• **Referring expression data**
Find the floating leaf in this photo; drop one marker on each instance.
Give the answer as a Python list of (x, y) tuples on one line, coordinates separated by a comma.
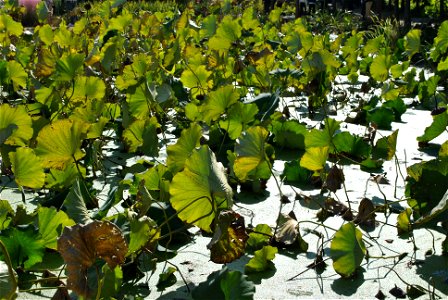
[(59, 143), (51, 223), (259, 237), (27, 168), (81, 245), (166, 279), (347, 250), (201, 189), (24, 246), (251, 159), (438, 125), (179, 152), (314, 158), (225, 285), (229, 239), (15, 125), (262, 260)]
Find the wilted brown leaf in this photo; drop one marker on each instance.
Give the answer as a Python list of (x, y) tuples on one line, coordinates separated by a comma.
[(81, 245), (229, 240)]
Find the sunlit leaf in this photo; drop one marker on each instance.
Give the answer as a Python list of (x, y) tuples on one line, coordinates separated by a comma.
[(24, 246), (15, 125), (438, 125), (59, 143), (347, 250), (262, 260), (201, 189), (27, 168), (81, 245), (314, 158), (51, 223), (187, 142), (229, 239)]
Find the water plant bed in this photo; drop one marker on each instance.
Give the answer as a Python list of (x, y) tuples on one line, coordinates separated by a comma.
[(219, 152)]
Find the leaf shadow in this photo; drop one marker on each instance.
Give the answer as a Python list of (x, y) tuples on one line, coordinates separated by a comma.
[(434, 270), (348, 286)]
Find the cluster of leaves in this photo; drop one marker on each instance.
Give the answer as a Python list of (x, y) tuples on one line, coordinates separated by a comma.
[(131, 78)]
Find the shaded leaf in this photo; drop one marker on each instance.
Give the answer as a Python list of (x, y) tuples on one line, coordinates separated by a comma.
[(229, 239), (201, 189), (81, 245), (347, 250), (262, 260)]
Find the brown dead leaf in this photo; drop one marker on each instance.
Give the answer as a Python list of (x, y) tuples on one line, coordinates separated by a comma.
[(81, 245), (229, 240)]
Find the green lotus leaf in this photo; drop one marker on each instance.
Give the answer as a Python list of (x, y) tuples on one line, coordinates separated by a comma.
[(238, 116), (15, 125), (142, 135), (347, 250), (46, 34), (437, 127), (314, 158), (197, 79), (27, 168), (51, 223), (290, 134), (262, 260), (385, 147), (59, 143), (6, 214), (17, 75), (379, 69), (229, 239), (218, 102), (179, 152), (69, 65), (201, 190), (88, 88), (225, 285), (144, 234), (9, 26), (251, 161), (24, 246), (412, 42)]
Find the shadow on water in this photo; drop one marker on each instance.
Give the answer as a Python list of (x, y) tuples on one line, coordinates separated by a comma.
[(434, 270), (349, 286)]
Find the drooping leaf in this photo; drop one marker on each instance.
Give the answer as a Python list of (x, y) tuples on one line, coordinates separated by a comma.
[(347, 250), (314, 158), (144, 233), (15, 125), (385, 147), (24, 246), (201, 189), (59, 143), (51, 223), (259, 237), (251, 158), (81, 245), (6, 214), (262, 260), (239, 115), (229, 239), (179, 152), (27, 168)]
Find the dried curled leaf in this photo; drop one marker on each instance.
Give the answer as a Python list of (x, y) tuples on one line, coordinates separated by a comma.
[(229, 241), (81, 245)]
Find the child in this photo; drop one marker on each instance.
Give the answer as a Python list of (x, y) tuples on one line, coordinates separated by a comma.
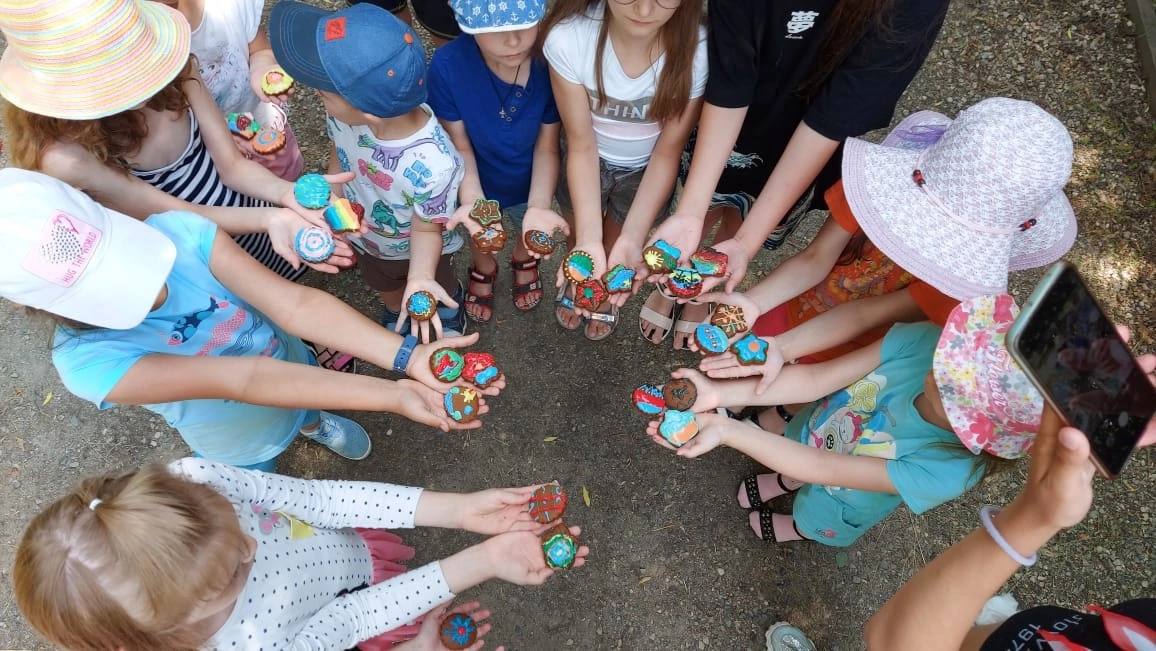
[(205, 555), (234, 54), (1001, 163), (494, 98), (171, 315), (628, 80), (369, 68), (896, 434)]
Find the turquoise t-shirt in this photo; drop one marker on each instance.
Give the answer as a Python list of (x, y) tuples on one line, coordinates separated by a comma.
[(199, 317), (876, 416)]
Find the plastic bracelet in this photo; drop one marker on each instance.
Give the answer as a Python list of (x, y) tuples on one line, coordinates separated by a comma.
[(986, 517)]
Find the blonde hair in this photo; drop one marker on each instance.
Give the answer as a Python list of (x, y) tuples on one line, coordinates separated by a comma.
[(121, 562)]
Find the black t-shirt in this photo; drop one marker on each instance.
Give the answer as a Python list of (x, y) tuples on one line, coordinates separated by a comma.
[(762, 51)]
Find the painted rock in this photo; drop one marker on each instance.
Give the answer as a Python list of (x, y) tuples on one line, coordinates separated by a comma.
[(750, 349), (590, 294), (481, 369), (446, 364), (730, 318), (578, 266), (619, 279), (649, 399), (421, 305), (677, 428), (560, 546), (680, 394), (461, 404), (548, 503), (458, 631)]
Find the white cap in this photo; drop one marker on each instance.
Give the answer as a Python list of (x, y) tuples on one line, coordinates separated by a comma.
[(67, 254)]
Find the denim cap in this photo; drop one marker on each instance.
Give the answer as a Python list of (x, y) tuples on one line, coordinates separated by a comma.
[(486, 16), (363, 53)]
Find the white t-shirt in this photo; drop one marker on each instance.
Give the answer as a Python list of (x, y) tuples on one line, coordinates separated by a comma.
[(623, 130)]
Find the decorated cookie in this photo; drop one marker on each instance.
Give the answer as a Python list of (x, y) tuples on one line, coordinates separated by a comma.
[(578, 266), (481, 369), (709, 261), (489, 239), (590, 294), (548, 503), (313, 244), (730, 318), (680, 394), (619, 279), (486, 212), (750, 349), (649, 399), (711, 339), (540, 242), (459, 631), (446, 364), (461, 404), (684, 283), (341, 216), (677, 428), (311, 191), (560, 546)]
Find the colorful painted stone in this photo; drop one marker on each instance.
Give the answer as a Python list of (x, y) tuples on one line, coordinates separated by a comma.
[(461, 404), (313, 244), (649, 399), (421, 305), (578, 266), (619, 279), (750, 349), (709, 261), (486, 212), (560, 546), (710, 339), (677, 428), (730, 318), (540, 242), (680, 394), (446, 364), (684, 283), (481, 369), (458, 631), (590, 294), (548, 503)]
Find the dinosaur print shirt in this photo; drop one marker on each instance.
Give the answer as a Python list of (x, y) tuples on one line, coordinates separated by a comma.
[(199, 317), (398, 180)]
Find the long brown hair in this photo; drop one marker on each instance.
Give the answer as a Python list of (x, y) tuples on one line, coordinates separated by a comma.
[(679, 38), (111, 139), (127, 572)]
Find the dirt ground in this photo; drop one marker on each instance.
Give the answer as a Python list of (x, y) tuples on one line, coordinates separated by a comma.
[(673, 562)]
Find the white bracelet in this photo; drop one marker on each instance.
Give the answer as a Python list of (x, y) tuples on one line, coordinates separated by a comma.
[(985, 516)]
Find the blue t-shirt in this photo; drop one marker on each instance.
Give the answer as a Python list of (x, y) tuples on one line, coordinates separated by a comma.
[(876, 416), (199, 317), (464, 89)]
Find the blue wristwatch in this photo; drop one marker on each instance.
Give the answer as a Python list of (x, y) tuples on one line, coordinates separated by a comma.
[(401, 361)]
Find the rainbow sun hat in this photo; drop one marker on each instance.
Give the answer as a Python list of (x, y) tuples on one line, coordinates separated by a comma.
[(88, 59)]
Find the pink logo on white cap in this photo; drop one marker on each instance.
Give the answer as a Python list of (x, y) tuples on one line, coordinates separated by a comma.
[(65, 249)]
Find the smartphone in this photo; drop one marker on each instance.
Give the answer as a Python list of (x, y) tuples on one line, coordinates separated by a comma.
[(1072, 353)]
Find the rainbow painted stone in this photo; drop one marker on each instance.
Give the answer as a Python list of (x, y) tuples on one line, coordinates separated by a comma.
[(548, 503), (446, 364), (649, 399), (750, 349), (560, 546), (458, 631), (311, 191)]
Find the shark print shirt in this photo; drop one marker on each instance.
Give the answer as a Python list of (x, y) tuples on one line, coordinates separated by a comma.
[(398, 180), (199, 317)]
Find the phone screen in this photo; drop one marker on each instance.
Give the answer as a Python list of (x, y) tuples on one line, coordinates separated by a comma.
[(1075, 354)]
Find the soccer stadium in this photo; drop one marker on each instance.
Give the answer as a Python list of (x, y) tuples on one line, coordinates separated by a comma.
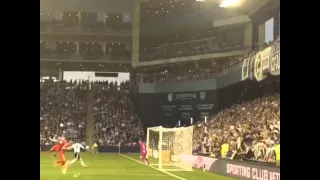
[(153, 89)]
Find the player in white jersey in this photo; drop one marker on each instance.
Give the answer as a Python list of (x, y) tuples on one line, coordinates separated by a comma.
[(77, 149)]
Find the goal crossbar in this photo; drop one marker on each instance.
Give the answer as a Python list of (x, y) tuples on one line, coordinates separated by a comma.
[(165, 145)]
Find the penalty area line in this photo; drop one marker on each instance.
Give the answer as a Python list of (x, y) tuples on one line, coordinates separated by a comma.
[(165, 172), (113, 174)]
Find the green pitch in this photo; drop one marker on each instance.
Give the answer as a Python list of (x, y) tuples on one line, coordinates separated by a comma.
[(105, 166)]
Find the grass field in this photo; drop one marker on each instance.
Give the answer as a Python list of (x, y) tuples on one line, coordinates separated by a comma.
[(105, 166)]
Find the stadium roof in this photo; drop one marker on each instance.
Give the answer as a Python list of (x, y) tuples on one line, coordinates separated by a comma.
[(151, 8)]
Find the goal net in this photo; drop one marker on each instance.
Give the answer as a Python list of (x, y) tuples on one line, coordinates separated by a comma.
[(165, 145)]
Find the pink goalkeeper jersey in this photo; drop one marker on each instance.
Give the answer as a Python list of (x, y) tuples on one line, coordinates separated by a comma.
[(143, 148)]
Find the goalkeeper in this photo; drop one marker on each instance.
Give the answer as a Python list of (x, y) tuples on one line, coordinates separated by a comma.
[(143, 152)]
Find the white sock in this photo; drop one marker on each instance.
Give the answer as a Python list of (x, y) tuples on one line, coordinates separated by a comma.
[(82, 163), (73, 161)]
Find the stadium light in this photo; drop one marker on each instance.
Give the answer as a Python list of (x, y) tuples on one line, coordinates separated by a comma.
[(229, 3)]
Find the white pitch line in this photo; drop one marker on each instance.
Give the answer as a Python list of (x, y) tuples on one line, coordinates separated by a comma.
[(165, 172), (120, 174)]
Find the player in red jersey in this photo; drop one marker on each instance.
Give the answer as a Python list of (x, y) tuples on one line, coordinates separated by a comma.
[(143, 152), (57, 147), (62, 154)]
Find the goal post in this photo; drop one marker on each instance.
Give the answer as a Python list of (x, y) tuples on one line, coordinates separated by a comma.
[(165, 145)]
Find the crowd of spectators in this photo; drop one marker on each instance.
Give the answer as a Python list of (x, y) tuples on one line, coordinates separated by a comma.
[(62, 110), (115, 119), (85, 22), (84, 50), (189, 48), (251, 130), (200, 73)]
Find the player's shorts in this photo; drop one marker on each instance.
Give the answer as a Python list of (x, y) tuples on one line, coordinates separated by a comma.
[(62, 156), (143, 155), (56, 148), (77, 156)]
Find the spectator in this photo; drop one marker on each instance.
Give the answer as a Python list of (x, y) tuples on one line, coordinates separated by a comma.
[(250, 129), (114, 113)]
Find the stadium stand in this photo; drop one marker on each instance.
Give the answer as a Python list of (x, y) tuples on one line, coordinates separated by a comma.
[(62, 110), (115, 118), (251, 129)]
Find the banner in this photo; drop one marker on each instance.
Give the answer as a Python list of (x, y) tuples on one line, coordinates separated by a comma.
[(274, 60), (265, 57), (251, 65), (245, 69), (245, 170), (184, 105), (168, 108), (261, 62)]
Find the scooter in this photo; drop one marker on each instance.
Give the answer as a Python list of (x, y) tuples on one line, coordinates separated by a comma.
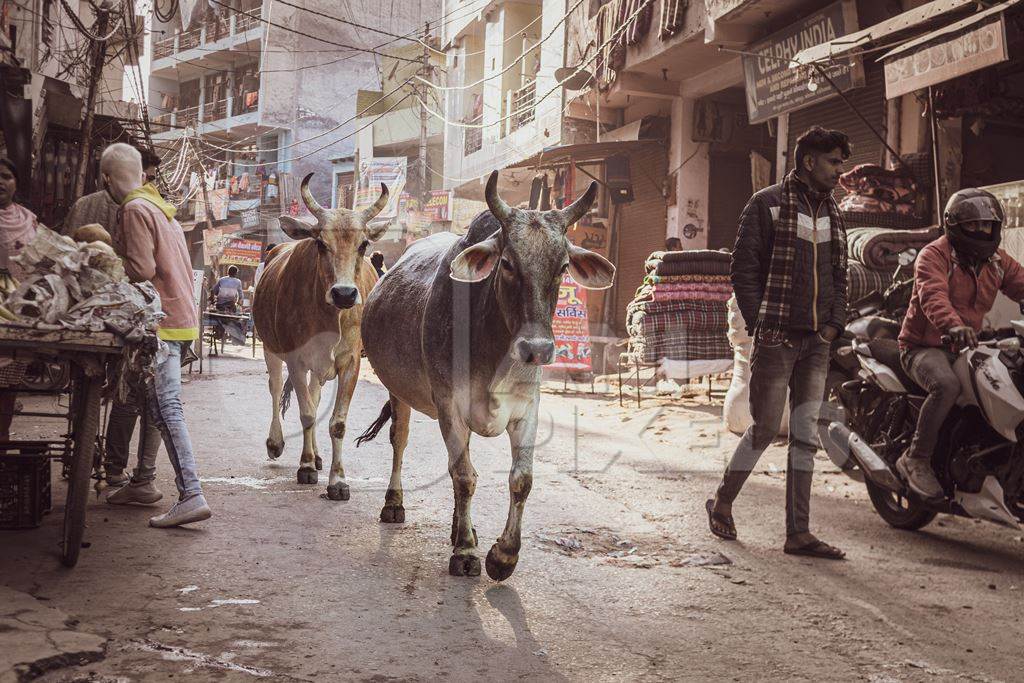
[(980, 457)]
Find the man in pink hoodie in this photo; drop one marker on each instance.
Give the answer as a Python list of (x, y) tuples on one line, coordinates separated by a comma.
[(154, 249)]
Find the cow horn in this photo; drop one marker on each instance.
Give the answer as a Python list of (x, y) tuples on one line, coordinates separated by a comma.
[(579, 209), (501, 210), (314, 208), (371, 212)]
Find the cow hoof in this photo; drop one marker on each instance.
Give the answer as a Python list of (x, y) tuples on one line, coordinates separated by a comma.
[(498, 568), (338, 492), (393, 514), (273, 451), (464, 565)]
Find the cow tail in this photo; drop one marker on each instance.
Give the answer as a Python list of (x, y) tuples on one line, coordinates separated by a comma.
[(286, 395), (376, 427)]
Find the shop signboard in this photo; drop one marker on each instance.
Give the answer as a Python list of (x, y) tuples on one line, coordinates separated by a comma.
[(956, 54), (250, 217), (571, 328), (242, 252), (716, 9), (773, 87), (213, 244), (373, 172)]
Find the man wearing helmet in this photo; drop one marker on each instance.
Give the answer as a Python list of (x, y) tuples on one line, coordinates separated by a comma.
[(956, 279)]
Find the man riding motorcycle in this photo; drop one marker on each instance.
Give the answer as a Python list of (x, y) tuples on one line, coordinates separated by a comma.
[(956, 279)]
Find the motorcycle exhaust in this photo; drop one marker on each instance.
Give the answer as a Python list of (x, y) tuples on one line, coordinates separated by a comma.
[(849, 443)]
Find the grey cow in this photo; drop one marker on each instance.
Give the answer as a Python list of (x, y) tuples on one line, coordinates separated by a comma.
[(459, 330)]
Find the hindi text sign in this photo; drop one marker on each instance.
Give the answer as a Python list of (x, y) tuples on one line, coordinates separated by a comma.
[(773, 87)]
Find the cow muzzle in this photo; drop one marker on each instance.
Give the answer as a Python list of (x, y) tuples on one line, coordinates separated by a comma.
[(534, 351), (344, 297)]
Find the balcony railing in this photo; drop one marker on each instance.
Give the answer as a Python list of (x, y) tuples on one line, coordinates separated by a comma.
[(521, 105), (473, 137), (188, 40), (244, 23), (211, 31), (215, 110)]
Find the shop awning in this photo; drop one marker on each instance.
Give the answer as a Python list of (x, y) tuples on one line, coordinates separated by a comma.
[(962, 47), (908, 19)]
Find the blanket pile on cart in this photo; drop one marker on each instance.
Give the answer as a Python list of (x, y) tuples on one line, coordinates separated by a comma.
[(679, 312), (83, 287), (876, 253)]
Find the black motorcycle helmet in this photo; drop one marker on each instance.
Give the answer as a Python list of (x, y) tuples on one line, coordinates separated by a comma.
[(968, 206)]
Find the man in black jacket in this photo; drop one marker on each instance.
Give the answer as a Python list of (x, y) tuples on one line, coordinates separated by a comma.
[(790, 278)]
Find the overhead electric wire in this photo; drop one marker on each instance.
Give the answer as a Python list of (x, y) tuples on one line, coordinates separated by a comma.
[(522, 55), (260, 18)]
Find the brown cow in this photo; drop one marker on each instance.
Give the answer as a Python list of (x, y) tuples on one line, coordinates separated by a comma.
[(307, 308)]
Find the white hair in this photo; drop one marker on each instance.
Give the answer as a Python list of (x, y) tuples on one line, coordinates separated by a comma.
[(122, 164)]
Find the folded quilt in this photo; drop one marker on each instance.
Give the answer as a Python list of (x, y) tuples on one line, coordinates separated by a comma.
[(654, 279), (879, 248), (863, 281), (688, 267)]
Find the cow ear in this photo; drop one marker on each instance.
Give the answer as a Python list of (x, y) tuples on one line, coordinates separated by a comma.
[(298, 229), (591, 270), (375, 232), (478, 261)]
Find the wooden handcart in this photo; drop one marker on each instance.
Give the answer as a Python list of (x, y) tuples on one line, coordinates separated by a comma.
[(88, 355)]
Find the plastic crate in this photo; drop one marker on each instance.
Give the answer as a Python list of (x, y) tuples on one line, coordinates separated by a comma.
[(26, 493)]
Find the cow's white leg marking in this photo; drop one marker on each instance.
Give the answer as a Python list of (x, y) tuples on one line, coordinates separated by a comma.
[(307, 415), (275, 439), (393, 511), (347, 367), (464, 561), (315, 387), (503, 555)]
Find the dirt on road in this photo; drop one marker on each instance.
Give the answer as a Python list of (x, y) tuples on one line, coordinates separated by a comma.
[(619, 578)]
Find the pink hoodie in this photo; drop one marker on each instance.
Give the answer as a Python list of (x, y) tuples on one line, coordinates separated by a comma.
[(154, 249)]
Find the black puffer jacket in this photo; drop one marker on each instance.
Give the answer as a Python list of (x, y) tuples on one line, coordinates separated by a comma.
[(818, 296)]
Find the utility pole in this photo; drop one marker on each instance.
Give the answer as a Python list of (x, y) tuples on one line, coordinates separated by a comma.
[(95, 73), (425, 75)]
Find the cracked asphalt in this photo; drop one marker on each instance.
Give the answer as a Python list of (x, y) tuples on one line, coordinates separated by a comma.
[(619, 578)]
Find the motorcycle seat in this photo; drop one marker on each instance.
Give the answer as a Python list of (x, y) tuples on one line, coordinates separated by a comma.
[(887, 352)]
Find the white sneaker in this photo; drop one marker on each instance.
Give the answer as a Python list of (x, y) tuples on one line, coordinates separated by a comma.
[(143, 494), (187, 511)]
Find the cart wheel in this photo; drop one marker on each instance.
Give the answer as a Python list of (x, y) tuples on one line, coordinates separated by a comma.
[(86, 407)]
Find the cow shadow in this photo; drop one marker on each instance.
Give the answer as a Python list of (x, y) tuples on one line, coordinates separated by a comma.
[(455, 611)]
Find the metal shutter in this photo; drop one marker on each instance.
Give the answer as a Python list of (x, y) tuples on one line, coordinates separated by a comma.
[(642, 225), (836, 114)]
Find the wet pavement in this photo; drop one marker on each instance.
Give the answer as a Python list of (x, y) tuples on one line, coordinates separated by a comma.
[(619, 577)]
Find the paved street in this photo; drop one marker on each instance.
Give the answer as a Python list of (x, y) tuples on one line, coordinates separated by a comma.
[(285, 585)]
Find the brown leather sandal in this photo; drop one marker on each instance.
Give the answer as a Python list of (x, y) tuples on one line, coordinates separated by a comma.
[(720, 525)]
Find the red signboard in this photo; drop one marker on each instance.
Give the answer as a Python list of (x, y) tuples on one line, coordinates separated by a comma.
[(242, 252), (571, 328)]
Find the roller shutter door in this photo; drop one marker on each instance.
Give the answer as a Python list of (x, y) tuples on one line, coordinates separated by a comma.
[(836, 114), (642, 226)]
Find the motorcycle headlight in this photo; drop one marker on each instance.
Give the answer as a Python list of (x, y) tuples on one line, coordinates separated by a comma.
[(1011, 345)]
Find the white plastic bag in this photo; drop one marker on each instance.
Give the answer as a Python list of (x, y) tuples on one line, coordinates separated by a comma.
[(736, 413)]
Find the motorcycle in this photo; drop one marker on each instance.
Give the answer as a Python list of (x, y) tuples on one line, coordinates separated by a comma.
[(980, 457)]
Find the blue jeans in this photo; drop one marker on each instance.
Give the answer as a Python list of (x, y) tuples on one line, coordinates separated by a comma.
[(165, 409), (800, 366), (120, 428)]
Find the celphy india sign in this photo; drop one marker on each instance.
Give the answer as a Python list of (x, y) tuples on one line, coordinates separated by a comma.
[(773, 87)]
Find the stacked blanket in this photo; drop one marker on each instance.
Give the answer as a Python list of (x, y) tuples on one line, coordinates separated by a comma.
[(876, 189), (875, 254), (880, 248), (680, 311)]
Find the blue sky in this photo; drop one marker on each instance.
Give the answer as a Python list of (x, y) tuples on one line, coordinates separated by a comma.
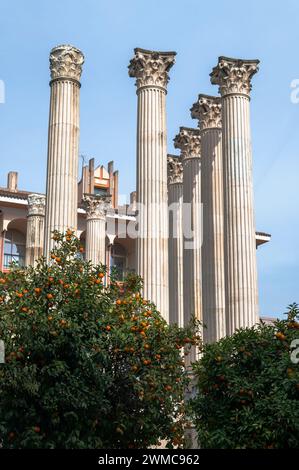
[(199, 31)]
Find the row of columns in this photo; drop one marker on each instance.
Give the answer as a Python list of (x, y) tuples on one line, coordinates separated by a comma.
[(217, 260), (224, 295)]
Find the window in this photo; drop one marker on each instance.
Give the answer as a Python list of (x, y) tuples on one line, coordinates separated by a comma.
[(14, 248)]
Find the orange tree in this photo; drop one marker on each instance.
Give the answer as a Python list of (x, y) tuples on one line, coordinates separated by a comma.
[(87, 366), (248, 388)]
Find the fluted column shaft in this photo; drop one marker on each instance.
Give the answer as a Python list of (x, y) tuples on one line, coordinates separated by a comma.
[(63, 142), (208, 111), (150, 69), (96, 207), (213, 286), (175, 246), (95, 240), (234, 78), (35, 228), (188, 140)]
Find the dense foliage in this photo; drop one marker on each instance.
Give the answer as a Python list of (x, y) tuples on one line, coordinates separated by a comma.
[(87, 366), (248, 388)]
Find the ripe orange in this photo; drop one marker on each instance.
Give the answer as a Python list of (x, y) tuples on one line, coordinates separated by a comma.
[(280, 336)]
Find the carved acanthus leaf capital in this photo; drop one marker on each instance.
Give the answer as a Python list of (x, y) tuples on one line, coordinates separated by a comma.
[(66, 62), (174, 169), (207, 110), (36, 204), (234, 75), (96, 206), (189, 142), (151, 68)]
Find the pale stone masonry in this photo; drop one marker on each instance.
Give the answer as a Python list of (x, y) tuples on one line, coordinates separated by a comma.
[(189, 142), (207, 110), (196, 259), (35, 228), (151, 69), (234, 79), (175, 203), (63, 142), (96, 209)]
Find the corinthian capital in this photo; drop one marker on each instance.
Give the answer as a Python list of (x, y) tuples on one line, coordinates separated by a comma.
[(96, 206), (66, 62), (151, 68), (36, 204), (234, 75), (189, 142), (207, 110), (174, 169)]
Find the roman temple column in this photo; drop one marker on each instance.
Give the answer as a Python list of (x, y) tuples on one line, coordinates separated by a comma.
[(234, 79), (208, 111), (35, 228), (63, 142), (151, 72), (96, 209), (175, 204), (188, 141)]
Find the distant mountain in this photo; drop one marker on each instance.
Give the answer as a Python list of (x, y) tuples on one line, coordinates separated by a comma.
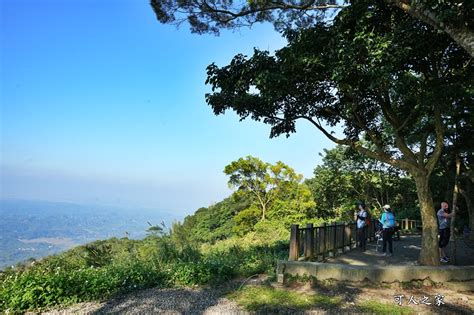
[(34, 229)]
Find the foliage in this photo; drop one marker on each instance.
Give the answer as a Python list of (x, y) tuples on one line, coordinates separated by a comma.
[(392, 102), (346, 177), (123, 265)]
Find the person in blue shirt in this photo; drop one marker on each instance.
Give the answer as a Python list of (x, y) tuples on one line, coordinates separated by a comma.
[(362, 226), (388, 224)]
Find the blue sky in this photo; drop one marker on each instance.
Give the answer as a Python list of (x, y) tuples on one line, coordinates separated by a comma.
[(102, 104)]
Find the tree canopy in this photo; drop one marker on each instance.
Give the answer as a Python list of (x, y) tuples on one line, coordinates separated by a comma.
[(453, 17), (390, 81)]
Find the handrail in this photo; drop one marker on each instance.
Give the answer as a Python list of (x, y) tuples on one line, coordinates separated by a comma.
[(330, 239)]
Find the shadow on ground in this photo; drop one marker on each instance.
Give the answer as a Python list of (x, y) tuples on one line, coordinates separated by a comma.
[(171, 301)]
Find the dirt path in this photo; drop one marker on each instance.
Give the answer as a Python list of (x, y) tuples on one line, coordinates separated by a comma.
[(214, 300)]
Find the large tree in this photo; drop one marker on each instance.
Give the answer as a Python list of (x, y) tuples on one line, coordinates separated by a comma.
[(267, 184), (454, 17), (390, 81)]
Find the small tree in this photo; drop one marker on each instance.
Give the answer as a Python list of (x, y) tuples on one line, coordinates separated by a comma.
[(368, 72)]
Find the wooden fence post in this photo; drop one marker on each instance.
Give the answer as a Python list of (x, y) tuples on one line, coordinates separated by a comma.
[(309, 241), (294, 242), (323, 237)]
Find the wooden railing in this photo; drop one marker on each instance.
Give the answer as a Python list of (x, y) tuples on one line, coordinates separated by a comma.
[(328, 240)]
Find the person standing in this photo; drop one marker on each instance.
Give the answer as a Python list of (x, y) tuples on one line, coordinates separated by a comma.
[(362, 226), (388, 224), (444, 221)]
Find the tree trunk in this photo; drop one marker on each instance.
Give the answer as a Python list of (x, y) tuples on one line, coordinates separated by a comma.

• **TRY IT**
Go through the entries and filter for lines holding the word "helmet"; copy each match.

• **WRITTEN SOLUTION**
Find the man wearing helmet in this photo; drop one marker on each instance.
Find the black motorcycle helmet in this photo; drop one marker on each instance.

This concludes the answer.